Image region outline data:
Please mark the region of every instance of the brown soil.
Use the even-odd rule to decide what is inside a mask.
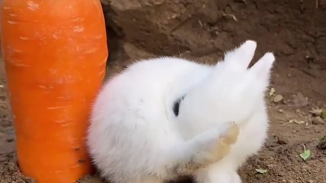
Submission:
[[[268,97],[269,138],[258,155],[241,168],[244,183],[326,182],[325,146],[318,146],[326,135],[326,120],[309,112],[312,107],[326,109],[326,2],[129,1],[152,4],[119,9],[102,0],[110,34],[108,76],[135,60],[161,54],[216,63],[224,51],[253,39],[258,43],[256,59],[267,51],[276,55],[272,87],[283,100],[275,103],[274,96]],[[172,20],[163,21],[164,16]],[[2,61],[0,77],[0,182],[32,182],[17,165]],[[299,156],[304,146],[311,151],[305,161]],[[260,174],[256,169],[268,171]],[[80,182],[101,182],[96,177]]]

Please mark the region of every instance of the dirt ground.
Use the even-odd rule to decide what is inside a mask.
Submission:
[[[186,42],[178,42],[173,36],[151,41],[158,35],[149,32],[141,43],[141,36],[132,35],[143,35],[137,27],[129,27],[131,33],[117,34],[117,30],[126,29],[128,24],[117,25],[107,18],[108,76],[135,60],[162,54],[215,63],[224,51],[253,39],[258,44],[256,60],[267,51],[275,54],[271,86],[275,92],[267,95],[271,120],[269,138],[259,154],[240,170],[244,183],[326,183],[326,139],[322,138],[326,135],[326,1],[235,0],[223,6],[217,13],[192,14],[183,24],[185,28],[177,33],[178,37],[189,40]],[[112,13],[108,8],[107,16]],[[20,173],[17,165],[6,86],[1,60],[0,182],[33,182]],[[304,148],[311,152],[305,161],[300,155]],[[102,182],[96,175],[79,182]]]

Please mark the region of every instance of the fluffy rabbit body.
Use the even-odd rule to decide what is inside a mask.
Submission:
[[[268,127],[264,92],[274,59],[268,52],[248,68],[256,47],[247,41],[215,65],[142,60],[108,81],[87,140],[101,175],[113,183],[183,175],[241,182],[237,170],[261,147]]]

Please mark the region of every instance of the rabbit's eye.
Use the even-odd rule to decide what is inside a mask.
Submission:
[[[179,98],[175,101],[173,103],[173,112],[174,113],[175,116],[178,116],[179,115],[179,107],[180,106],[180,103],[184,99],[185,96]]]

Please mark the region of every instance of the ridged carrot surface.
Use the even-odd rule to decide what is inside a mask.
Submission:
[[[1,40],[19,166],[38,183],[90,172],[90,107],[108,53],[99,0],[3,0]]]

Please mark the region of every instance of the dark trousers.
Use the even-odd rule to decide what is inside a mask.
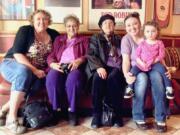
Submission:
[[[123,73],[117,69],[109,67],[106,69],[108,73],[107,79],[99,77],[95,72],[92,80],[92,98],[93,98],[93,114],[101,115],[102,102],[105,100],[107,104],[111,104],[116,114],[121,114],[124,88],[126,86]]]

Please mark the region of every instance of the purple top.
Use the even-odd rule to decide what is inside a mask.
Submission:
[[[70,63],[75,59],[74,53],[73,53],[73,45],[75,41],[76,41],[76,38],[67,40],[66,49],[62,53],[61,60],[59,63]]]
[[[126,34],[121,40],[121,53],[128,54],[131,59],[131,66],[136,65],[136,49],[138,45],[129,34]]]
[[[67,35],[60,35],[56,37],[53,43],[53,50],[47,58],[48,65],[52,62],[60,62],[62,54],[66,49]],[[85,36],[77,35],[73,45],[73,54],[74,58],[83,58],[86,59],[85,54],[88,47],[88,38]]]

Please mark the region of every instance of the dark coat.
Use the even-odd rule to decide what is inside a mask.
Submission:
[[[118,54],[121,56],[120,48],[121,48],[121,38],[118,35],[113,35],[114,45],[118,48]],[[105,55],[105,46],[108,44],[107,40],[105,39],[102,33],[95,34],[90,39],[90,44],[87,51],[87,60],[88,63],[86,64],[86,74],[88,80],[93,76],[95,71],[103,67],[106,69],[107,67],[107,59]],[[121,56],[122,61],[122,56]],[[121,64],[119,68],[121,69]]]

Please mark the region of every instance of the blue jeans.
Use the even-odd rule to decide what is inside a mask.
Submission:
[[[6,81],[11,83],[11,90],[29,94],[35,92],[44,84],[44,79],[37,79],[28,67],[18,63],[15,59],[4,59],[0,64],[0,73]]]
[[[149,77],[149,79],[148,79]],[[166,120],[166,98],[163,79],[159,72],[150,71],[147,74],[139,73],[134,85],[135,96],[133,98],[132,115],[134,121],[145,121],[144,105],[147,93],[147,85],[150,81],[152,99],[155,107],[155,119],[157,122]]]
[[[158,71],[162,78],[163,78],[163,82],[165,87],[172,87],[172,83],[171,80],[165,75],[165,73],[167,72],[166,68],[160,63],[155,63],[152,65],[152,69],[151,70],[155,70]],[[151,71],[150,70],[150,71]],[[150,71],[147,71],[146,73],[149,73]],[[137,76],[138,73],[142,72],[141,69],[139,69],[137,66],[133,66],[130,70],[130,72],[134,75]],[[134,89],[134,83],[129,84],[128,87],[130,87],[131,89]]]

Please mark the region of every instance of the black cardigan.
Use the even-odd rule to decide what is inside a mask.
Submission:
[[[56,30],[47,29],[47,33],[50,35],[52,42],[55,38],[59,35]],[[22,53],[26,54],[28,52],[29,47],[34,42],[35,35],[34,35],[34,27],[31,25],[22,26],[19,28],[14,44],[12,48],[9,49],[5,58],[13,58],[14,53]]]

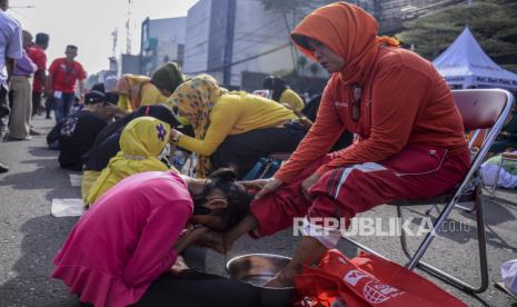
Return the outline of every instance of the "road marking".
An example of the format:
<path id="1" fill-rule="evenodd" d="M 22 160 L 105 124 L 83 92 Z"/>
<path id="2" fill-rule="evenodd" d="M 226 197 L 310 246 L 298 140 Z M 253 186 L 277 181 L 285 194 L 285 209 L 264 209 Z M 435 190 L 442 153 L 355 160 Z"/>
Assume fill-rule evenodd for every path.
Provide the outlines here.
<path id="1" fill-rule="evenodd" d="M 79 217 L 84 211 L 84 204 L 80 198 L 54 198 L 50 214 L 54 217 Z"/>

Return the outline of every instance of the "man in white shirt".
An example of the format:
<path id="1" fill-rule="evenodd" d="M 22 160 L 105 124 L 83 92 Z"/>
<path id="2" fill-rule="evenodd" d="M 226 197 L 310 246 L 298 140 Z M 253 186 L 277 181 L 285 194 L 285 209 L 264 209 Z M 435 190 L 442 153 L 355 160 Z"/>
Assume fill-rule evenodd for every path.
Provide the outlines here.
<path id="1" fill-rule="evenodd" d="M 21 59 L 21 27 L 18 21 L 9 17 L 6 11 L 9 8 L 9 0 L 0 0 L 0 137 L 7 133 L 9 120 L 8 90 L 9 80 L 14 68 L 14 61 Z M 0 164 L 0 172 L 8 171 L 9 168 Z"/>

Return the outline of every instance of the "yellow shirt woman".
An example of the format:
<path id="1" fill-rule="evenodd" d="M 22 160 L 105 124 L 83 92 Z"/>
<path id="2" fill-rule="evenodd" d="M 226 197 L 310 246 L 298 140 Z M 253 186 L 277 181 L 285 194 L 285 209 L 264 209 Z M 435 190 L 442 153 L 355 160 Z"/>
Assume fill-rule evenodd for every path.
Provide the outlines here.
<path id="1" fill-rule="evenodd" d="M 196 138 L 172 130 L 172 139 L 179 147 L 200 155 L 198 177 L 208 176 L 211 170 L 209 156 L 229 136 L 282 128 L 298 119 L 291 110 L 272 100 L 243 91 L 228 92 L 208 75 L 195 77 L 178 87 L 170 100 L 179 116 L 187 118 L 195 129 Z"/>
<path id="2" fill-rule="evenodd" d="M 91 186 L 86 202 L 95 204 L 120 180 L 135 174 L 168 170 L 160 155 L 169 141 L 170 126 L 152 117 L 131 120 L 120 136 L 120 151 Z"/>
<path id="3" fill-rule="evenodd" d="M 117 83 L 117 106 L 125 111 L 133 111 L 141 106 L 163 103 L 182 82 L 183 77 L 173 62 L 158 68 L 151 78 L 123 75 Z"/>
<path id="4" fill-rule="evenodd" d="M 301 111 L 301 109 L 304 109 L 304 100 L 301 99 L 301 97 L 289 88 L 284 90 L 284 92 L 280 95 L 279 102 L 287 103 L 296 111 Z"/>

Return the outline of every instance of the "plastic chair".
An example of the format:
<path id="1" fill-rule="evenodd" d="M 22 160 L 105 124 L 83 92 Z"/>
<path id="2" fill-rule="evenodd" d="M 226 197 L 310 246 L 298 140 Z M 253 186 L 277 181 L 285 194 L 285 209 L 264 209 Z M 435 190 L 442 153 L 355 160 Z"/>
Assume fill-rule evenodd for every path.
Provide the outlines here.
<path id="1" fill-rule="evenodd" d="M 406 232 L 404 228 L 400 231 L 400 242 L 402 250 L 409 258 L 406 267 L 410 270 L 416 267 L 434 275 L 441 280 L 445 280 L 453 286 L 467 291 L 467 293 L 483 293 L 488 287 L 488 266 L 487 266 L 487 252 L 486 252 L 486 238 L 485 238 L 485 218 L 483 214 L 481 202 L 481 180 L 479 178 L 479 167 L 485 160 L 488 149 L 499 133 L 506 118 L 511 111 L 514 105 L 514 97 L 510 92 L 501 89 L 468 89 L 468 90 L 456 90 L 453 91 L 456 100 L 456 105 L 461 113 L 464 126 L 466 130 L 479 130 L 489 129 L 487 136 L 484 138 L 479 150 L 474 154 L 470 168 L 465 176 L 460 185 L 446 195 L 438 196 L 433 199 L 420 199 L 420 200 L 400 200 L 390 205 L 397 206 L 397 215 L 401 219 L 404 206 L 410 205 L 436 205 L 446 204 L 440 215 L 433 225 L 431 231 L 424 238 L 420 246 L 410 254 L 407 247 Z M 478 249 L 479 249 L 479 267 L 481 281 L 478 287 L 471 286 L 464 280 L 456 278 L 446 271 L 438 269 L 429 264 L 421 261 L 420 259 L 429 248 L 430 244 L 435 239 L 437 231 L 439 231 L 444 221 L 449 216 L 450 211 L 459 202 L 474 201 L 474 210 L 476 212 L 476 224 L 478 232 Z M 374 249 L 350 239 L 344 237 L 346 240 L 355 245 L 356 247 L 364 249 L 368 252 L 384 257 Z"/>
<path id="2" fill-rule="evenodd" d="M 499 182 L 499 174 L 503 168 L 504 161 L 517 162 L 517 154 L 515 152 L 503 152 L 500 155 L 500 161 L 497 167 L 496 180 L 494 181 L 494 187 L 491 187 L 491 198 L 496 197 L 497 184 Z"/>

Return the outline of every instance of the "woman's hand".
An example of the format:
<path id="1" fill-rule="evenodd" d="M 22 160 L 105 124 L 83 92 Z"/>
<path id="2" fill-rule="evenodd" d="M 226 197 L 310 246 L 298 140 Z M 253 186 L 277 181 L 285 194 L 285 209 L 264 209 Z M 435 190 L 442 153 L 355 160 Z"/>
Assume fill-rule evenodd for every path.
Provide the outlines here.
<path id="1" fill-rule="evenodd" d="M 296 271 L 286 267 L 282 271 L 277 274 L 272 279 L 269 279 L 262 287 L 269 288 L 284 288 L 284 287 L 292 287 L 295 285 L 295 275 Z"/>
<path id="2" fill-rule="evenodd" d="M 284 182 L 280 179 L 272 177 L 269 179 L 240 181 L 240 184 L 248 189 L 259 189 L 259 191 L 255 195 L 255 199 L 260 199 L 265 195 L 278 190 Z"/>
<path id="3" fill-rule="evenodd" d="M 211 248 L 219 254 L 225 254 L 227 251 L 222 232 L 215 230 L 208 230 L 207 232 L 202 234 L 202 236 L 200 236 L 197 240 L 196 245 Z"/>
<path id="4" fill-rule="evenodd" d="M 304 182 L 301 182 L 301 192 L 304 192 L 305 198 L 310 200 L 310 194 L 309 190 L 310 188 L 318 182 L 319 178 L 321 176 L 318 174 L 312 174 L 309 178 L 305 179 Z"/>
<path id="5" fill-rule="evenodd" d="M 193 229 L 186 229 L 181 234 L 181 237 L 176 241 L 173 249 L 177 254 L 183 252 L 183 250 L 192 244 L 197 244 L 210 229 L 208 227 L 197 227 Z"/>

Stated goal:
Show every line of the data above that contains the word "woman".

Solution for this problem:
Return the outline of every instance of the "yellow shirt woman".
Return the outline of every instance of the "woman's hand".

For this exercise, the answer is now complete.